Data listing:
((
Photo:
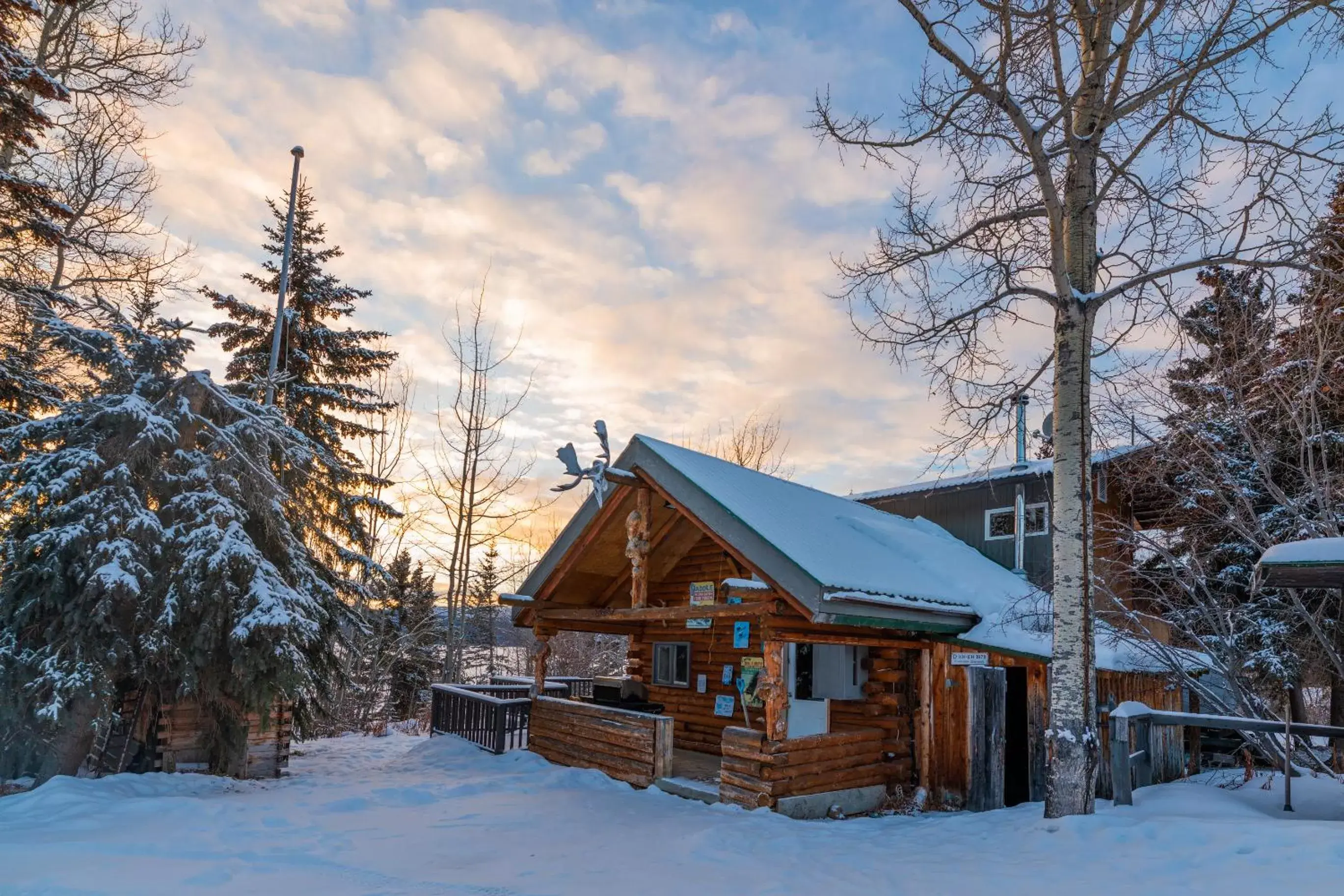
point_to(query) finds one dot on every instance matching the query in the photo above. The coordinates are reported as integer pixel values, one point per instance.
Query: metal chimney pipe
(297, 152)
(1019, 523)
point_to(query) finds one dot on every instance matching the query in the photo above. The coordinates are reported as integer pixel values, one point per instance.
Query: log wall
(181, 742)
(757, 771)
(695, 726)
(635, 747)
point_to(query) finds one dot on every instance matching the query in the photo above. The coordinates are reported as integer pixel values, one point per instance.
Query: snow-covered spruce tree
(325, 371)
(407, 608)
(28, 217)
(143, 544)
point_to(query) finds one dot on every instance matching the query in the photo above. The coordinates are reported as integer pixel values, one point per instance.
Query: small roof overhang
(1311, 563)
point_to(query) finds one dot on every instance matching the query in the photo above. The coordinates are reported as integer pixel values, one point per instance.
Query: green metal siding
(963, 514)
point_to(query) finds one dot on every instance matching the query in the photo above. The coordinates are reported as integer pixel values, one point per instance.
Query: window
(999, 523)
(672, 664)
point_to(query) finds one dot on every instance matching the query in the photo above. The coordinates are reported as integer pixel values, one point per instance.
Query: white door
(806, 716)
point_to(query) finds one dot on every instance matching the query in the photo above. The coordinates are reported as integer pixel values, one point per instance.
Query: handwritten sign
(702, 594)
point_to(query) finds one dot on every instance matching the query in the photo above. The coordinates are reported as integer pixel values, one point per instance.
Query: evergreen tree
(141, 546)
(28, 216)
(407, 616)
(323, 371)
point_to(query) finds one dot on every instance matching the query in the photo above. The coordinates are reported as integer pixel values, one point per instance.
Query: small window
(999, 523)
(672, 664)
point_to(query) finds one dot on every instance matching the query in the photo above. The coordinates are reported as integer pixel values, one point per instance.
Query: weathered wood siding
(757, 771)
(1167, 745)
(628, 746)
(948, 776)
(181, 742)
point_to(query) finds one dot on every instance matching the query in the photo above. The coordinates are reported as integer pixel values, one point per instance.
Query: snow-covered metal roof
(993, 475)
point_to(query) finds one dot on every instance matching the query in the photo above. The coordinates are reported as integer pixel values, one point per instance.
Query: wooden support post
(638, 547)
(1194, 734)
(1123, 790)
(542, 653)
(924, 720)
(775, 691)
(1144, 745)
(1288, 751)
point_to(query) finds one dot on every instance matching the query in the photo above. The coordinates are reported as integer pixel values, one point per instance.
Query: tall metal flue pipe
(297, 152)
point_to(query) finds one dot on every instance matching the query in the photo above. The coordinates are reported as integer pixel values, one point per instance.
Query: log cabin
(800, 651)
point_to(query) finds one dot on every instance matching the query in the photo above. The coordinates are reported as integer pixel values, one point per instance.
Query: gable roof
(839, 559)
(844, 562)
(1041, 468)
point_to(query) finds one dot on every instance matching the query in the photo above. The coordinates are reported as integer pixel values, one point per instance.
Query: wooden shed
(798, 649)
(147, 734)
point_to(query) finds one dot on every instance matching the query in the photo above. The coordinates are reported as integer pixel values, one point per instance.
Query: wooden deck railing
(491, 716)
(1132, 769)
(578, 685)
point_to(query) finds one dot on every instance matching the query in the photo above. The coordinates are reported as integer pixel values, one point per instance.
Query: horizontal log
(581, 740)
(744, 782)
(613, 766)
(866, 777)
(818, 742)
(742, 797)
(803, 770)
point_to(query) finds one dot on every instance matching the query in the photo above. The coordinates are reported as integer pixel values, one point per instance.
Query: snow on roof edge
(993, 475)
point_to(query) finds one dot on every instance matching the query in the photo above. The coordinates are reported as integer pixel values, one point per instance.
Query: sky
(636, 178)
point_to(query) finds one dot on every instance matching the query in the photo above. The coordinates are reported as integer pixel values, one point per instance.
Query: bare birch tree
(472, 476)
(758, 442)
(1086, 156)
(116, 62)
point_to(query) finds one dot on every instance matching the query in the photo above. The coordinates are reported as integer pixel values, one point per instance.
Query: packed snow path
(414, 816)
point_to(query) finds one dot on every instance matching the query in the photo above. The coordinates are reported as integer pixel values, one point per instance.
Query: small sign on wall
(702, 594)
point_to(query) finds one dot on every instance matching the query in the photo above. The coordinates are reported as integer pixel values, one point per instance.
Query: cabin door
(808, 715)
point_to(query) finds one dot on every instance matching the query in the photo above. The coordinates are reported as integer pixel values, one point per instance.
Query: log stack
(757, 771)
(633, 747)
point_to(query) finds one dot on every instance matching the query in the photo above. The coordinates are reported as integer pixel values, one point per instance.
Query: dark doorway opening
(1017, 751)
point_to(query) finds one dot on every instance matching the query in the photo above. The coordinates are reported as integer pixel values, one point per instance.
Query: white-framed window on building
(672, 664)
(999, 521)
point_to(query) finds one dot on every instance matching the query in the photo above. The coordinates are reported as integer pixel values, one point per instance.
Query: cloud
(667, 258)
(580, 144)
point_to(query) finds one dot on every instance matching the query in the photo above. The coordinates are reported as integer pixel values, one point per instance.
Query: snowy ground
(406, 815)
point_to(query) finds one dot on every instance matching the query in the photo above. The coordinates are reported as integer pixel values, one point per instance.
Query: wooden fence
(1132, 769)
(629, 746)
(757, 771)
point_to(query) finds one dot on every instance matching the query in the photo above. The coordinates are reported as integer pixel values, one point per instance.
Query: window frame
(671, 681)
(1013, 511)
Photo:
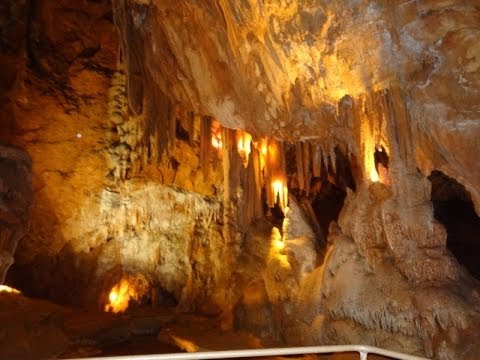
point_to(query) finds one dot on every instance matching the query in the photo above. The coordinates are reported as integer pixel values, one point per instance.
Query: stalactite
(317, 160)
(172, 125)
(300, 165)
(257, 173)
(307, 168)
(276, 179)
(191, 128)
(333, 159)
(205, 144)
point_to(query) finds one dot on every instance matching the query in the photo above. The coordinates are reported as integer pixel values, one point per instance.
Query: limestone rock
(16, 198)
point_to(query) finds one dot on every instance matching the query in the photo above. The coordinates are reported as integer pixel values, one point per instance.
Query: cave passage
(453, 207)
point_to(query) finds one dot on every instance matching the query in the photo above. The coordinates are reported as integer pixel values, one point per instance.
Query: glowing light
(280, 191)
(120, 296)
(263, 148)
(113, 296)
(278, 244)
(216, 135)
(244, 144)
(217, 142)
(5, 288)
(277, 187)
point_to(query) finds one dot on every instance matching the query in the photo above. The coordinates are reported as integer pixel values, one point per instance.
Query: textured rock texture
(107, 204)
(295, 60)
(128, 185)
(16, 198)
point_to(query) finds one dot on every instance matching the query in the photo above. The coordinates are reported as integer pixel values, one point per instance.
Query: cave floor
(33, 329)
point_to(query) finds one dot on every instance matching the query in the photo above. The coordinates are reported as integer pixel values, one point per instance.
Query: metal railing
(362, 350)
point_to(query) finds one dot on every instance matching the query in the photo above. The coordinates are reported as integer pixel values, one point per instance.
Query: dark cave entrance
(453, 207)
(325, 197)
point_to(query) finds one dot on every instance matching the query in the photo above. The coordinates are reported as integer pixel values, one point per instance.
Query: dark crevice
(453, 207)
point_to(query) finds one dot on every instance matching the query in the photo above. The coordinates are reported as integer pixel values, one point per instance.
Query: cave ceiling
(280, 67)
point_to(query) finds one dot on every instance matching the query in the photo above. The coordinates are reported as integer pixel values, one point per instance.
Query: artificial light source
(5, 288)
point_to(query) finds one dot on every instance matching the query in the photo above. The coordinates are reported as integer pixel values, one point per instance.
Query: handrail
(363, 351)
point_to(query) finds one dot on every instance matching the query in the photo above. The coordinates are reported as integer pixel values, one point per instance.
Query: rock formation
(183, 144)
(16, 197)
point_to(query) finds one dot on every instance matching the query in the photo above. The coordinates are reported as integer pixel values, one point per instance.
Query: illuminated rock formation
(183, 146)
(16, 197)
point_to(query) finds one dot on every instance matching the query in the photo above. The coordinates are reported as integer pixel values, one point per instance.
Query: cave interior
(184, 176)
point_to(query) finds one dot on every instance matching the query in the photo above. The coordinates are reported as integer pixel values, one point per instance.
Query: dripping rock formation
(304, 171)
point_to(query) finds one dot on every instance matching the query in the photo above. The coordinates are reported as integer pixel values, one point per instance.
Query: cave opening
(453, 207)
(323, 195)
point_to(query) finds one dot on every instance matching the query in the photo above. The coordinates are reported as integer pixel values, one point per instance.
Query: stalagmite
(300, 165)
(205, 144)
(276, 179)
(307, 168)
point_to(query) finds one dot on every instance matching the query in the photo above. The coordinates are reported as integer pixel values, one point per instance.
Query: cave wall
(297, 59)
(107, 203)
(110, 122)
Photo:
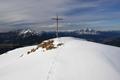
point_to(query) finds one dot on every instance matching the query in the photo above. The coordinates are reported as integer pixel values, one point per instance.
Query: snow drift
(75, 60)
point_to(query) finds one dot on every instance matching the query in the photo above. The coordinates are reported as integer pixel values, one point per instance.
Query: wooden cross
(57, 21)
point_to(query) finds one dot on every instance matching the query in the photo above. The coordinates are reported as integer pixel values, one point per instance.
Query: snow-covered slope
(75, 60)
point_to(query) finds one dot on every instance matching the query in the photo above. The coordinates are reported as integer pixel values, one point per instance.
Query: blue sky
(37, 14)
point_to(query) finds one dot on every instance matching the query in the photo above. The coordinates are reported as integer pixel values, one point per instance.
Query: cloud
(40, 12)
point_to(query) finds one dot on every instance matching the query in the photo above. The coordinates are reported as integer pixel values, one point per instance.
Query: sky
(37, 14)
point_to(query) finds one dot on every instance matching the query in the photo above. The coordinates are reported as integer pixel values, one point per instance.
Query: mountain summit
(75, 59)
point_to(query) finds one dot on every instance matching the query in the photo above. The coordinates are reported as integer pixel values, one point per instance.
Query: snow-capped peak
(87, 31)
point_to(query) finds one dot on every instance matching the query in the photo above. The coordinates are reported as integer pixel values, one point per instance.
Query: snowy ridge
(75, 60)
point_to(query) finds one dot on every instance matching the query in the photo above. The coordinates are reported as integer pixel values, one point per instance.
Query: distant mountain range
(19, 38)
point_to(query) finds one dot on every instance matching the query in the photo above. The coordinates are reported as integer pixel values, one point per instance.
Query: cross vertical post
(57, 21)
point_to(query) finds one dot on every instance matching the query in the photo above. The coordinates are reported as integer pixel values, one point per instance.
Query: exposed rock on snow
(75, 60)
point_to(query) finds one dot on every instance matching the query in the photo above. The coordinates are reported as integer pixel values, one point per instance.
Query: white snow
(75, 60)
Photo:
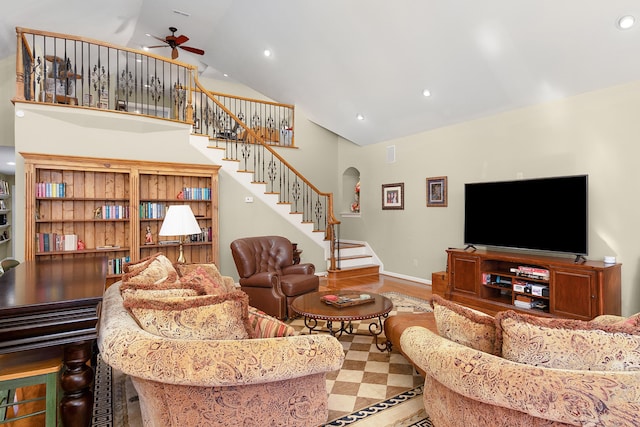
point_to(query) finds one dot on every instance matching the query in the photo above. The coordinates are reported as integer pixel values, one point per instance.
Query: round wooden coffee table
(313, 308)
))
Problem to solve:
Show every line of the records above that contains the word "window".

Reply:
Query: window
Query: small window
Query: white-framed window on building
Query: window frame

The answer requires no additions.